[Collection entries]
•••••

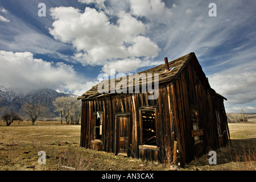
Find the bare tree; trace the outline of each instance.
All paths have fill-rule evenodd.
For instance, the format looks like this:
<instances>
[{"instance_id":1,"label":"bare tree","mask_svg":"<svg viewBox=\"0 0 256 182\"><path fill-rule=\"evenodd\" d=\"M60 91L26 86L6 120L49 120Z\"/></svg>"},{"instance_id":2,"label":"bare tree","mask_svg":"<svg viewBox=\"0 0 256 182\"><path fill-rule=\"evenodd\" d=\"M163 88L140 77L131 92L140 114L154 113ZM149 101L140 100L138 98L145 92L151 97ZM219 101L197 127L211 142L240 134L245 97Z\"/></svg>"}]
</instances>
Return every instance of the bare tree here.
<instances>
[{"instance_id":1,"label":"bare tree","mask_svg":"<svg viewBox=\"0 0 256 182\"><path fill-rule=\"evenodd\" d=\"M53 106L55 107L55 112L58 112L60 116L60 122L62 125L64 116L64 108L65 107L64 97L60 97L55 98L55 100L52 102Z\"/></svg>"},{"instance_id":2,"label":"bare tree","mask_svg":"<svg viewBox=\"0 0 256 182\"><path fill-rule=\"evenodd\" d=\"M10 126L15 121L22 121L20 116L13 110L11 110L10 111L5 111L1 118L6 123L7 126Z\"/></svg>"},{"instance_id":3,"label":"bare tree","mask_svg":"<svg viewBox=\"0 0 256 182\"><path fill-rule=\"evenodd\" d=\"M46 113L49 109L42 103L36 104L28 102L22 106L22 110L24 115L32 121L32 125L41 115Z\"/></svg>"},{"instance_id":4,"label":"bare tree","mask_svg":"<svg viewBox=\"0 0 256 182\"><path fill-rule=\"evenodd\" d=\"M53 105L67 125L78 125L81 118L81 102L77 98L61 97L55 99Z\"/></svg>"}]
</instances>

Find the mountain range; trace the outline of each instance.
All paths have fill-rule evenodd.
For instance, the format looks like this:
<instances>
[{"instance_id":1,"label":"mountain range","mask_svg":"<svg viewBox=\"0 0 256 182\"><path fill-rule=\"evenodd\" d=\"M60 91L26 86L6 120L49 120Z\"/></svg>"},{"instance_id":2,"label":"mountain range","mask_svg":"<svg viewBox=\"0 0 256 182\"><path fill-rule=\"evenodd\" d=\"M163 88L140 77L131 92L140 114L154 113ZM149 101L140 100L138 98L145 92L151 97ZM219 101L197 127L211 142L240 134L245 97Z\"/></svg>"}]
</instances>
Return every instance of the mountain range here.
<instances>
[{"instance_id":1,"label":"mountain range","mask_svg":"<svg viewBox=\"0 0 256 182\"><path fill-rule=\"evenodd\" d=\"M21 114L22 106L28 101L34 103L43 103L49 108L47 117L53 118L57 116L54 112L55 107L52 101L59 97L77 97L73 94L59 93L48 88L42 88L27 90L20 88L6 88L0 86L0 115L5 110L13 110ZM22 114L21 114L22 115Z\"/></svg>"}]
</instances>

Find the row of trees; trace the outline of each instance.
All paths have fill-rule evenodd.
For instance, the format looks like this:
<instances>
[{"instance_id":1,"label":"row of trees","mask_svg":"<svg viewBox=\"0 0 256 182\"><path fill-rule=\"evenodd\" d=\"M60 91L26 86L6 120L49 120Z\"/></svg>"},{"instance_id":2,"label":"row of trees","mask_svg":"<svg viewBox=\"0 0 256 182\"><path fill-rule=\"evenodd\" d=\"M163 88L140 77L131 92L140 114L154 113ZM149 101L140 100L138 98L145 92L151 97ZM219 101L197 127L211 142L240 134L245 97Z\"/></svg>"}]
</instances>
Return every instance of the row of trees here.
<instances>
[{"instance_id":1,"label":"row of trees","mask_svg":"<svg viewBox=\"0 0 256 182\"><path fill-rule=\"evenodd\" d=\"M53 102L55 111L59 112L61 125L63 119L67 125L78 125L81 119L81 102L76 98L57 97Z\"/></svg>"},{"instance_id":2,"label":"row of trees","mask_svg":"<svg viewBox=\"0 0 256 182\"><path fill-rule=\"evenodd\" d=\"M55 99L53 102L55 107L55 112L59 113L61 123L63 120L67 125L79 125L81 119L81 102L76 98L69 97L61 97ZM20 113L26 117L27 119L35 122L43 114L47 113L49 108L42 103L33 103L28 102L24 104ZM6 123L6 126L10 126L15 121L22 121L23 119L19 114L13 110L5 111L2 115L2 119Z\"/></svg>"}]
</instances>

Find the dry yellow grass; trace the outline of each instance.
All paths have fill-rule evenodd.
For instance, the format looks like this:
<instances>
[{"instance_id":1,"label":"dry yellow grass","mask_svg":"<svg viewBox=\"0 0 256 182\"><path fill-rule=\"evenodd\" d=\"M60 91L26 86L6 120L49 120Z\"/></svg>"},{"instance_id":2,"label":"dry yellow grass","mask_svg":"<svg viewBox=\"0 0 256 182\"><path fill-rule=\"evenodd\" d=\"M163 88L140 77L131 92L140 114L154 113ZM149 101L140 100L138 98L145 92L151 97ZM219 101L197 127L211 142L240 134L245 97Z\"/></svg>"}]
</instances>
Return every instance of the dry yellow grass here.
<instances>
[{"instance_id":1,"label":"dry yellow grass","mask_svg":"<svg viewBox=\"0 0 256 182\"><path fill-rule=\"evenodd\" d=\"M232 144L216 151L217 165L209 165L209 156L206 154L180 170L256 170L256 123L230 123L229 126ZM0 126L0 170L169 169L164 165L156 166L80 148L80 127ZM46 165L38 164L40 151L46 152Z\"/></svg>"}]
</instances>

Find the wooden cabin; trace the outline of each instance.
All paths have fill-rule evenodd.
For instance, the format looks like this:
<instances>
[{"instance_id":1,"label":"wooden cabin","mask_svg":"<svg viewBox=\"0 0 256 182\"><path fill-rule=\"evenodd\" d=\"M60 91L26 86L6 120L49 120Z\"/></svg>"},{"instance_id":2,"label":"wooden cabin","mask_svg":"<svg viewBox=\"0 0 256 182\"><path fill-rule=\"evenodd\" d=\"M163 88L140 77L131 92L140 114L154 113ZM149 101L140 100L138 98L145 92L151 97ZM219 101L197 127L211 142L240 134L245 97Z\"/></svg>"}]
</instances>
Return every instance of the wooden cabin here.
<instances>
[{"instance_id":1,"label":"wooden cabin","mask_svg":"<svg viewBox=\"0 0 256 182\"><path fill-rule=\"evenodd\" d=\"M99 93L97 85L79 98L81 147L184 166L229 142L226 99L210 88L195 54L165 61L137 75L158 74L156 99L149 100L148 92L110 92L111 84L108 92ZM148 81L127 81L122 88L141 88Z\"/></svg>"}]
</instances>

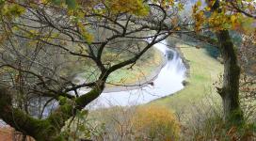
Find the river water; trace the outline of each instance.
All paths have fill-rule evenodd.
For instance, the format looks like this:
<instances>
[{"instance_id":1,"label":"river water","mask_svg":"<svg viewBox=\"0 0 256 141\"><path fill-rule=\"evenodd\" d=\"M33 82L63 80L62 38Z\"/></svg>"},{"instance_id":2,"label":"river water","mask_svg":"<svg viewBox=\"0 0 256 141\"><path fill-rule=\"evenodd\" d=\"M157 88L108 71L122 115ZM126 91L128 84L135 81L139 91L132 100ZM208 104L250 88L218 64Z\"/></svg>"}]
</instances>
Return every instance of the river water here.
<instances>
[{"instance_id":1,"label":"river water","mask_svg":"<svg viewBox=\"0 0 256 141\"><path fill-rule=\"evenodd\" d=\"M127 90L124 88L118 92L104 92L88 108L142 104L183 89L182 83L185 79L185 66L179 54L166 44L164 40L154 45L164 54L167 62L151 85L133 90L127 87ZM85 92L83 89L79 91L79 93Z\"/></svg>"}]
</instances>

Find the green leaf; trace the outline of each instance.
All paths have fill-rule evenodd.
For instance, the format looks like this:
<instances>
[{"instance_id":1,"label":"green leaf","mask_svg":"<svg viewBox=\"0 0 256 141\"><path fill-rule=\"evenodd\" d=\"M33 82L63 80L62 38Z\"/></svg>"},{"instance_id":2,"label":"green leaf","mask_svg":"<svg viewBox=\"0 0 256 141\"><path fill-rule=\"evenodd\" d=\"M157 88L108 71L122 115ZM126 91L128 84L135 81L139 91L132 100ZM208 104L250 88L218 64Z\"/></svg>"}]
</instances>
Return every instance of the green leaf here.
<instances>
[{"instance_id":1,"label":"green leaf","mask_svg":"<svg viewBox=\"0 0 256 141\"><path fill-rule=\"evenodd\" d=\"M69 8L73 9L76 7L76 2L75 0L66 0L66 5Z\"/></svg>"},{"instance_id":2,"label":"green leaf","mask_svg":"<svg viewBox=\"0 0 256 141\"><path fill-rule=\"evenodd\" d=\"M53 4L59 6L61 4L61 0L52 0Z\"/></svg>"}]
</instances>

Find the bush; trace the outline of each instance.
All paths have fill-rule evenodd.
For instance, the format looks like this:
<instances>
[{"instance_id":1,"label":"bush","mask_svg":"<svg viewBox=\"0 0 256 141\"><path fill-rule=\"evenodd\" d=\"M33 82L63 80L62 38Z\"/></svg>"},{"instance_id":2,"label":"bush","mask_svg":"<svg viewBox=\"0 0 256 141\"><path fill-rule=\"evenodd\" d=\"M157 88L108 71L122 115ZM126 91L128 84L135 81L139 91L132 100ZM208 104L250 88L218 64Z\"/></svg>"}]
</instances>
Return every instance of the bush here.
<instances>
[{"instance_id":1,"label":"bush","mask_svg":"<svg viewBox=\"0 0 256 141\"><path fill-rule=\"evenodd\" d=\"M131 121L136 140L179 140L180 125L175 115L165 107L139 107Z\"/></svg>"}]
</instances>

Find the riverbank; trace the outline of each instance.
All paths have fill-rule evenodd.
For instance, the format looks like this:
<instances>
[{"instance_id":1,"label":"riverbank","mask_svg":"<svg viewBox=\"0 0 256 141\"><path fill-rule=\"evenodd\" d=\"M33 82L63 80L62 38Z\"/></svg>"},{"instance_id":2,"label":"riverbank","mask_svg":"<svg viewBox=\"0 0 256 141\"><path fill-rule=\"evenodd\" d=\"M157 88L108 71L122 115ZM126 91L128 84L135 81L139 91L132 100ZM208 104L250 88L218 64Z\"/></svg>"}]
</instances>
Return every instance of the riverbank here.
<instances>
[{"instance_id":1,"label":"riverbank","mask_svg":"<svg viewBox=\"0 0 256 141\"><path fill-rule=\"evenodd\" d=\"M177 43L176 46L190 66L190 74L185 80L187 85L184 89L149 104L167 106L176 114L184 113L188 118L193 114L192 107L196 103L205 102L209 97L220 101L213 84L219 80L219 75L223 72L223 66L208 55L204 49L197 49L181 43Z\"/></svg>"}]
</instances>

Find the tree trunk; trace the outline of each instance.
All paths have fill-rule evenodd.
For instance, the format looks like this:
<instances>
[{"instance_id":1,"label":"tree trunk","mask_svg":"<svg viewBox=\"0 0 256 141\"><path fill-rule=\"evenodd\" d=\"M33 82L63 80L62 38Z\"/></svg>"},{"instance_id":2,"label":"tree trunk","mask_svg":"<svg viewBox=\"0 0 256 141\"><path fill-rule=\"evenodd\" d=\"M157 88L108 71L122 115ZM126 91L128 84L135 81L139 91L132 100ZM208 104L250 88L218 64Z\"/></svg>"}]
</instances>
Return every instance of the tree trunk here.
<instances>
[{"instance_id":1,"label":"tree trunk","mask_svg":"<svg viewBox=\"0 0 256 141\"><path fill-rule=\"evenodd\" d=\"M223 86L218 88L223 102L224 120L240 124L243 121L243 112L239 102L240 67L236 50L228 30L218 31L216 36L224 62Z\"/></svg>"}]
</instances>

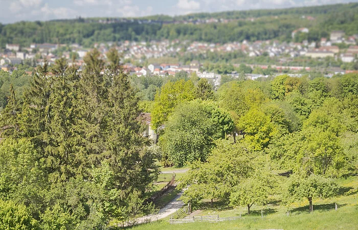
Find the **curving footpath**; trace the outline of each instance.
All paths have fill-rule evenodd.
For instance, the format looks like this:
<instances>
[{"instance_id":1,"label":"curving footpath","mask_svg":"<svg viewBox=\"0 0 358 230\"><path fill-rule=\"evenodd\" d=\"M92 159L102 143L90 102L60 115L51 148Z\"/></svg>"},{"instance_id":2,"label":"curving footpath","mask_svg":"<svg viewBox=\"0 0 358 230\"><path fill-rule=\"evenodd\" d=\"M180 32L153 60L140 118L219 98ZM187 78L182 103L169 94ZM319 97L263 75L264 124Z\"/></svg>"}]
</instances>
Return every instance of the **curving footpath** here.
<instances>
[{"instance_id":1,"label":"curving footpath","mask_svg":"<svg viewBox=\"0 0 358 230\"><path fill-rule=\"evenodd\" d=\"M161 219L165 218L168 216L174 213L179 210L184 205L184 203L181 200L178 200L183 194L183 191L181 192L175 197L164 208L161 209L157 214L148 215L137 219L137 223L141 224L154 221Z\"/></svg>"}]
</instances>

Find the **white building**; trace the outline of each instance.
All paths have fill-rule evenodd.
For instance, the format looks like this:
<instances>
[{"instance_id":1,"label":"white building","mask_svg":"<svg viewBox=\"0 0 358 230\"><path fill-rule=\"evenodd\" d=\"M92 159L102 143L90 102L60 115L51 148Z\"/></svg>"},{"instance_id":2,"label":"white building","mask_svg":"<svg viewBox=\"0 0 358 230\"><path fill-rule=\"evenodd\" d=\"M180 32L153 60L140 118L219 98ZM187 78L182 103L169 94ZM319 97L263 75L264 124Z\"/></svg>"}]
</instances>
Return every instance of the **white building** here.
<instances>
[{"instance_id":1,"label":"white building","mask_svg":"<svg viewBox=\"0 0 358 230\"><path fill-rule=\"evenodd\" d=\"M13 50L16 52L20 50L20 45L17 44L6 44L5 48L7 50Z\"/></svg>"}]
</instances>

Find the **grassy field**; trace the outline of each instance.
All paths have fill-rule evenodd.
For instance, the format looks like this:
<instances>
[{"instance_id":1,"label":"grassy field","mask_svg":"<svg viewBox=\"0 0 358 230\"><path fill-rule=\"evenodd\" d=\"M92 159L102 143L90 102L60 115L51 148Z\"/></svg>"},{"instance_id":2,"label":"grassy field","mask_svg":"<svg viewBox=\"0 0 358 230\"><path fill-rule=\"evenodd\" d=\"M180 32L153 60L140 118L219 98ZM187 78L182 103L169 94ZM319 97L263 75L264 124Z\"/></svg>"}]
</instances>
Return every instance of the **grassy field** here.
<instances>
[{"instance_id":1,"label":"grassy field","mask_svg":"<svg viewBox=\"0 0 358 230\"><path fill-rule=\"evenodd\" d=\"M265 206L253 205L252 213L247 215L244 207L232 209L219 202L213 209L208 202L203 201L198 208L198 215L218 215L220 217L237 216L242 218L220 223L193 223L177 225L169 225L166 219L150 224L133 227L134 229L358 229L358 176L340 179L336 182L341 187L338 196L330 199L314 200L314 212L308 212L306 200L292 204L287 216L286 209L279 204ZM335 203L338 204L337 211ZM261 210L263 211L263 218Z\"/></svg>"}]
</instances>

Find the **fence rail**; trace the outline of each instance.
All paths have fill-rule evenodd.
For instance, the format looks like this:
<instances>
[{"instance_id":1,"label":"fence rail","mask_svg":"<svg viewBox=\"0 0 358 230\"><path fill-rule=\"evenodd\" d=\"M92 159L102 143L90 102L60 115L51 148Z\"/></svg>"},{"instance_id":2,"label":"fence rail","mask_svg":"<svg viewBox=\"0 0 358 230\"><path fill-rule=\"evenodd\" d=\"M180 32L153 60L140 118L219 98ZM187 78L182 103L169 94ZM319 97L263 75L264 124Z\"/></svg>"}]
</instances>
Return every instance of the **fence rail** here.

•••••

Task requirements: Echo the part of the lines above that opens with the line containing "Find the **fence" and runs through the last line, copying each one without any change.

Solution for this exercise:
Find the **fence rail**; trace the outline of each instance.
All paths have fill-rule evenodd.
For instance, the format looks like this:
<instances>
[{"instance_id":1,"label":"fence rail","mask_svg":"<svg viewBox=\"0 0 358 230\"><path fill-rule=\"evenodd\" d=\"M92 159L102 143L90 102L60 115L51 148Z\"/></svg>"},{"instance_id":2,"label":"fence rail","mask_svg":"<svg viewBox=\"0 0 358 230\"><path fill-rule=\"evenodd\" d=\"M180 32L153 60L140 118L219 98ZM187 78L182 103L169 94ZM319 97L263 75L264 124Z\"/></svg>"}]
</instances>
Return every instance of the **fence rail** here.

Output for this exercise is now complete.